** Exercise data follows **

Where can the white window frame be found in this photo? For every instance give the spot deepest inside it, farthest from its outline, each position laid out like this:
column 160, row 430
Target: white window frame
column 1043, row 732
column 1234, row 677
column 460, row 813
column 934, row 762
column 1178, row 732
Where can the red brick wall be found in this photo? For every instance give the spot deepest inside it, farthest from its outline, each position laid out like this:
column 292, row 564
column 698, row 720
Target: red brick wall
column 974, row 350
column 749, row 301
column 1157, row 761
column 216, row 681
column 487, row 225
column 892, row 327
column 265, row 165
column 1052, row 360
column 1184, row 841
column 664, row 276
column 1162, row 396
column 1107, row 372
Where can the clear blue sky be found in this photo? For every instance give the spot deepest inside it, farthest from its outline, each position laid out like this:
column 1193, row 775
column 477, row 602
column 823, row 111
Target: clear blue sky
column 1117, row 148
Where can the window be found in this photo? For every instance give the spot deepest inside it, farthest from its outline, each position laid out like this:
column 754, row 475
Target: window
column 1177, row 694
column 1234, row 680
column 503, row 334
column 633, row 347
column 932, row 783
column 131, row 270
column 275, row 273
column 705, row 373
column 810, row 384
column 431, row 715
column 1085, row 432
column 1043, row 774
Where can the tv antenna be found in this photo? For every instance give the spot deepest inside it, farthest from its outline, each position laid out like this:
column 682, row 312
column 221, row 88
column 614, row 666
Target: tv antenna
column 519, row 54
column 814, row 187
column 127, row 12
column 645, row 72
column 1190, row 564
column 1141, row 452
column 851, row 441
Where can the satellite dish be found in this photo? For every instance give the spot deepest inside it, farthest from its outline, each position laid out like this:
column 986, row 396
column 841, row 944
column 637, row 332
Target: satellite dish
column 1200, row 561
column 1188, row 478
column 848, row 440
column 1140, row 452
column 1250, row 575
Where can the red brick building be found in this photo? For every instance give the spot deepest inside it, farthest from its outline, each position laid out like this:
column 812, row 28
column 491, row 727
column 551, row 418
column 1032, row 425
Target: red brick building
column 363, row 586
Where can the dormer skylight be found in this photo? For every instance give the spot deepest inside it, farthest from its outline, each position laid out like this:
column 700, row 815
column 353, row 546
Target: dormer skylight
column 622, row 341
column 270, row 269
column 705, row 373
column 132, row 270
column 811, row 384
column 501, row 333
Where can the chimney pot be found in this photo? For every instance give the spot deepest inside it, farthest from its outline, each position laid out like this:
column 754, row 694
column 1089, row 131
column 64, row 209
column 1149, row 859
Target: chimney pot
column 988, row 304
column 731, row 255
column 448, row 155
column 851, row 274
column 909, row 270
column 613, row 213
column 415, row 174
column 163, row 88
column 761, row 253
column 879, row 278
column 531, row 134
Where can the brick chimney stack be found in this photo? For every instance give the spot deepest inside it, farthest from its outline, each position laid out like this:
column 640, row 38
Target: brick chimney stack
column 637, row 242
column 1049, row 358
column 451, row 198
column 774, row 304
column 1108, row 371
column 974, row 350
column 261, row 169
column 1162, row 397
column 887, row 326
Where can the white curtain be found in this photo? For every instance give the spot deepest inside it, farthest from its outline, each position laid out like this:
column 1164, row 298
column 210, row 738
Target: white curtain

** End of Exercise data **

What to produce: Filter the entries and copy each line with "curtain".

Answer to this problem:
Where can the white curtain be found in this photo? For every instance give the spot deepest inside it, farthest from its outline, each position laid out like this:
Target: white curtain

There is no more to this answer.